• [EXCERPT]
== == ==

Elbert Frank Cox (December 5, 1895 – November 28, 1969) was an American mathematician. In 1925, he became the first African American to earn a PhD in mathematics, receiving his degree from Cornell University.
Profile Summary
| Category | Details |
|---|---|
| Full Name | Elbert Frank Cox |
| Date of Birth | December 5, 1895 |
| Place of Birth | Evansville, Indiana, U.S. |
| Date of Death | November 28, 1969 (aged 73) |
| Place of Death | Washington, D.C., U.S. |
| Spouse | Beulah Kaufman |
| Children | 4 |
Education
| Category | Details |
|---|---|
| Bachelor’s Degree | Indiana University, Bloomington (BA) |
| Graduate Degrees | Cornell University (MA, PhD) |
Scientific Career
| Category | Details |
|---|---|
| Field | Mathematics |
| Institutions | West Virginia State University; Howard University |
| Thesis | The polynomial solutions of the difference equation af(x+1) + bf(x) = φ(x) (1925) |
| Doctoral Advisor | Lloyd Williams |
Age
Elbert Frank Cox was born on December 5, 1895, in Evansville, Indiana.
Biography
Cox was born in Evansville, Indiana, to Johnson D. Cox, a teacher from Kentucky who was active in the church, and Eugenia Talbot Cox. He grew up with his parents, his maternal grandmother, and his brother in a racially mixed neighborhood. In 1900, his block included three Black families and five white families.

== == ==

• [THE TASKS]
• A. Write out the Cox biography from "Elbert Frank Cox (December" to "from Cornell University.", switching "earn" to "obtain".
• B. Resume the Cox biography, starting after its last sentence.

• [Collection entries]
== == ==

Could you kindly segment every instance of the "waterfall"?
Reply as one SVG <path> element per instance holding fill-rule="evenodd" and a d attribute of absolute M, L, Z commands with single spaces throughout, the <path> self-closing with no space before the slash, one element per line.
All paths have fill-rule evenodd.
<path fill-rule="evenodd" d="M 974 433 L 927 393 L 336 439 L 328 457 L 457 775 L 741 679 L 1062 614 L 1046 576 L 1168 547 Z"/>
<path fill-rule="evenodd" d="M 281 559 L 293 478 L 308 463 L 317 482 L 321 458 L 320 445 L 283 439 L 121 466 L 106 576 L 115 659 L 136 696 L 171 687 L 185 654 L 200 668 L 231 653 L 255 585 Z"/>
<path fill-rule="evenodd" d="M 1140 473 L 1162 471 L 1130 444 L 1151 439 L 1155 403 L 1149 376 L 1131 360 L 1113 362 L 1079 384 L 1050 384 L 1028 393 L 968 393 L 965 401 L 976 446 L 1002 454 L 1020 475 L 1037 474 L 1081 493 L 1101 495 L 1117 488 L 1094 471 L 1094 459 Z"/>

== == ==

• [ANSWER LIST]
• A.
Elbert Frank Cox (December 5, 1895 – November 28, 1969) was an American mathematician. In 1925, he became the first African American to obtain a PhD in mathematics, receiving his degree from Cornell University.

• B.
Cox was offered a scholarship to study violin at the Prague Conservatory of Music but decided to follow his passion for mathematics instead.
Education
Indiana University
Cox attended Indiana University Bloomington, where he studied mathematics along with courses in German, English, Latin, history, hygiene, chemistry, education, philosophy, and physics. His brother, Avalon also, also attended Indiana University. There were three other Black students in his class. Cox earned his bachelor’s degree in 1917, during a time when transcripts for Black students had the word “Colored” printed on them. He received A’s on all his exams and joined the historically Black fraternity Kappa Alpha Psi.
After graduating in 1917, Cox served in the U.S. Army in France during World War I from 1918 to 1919. Upon returning, he worked as a high school mathematics tutor.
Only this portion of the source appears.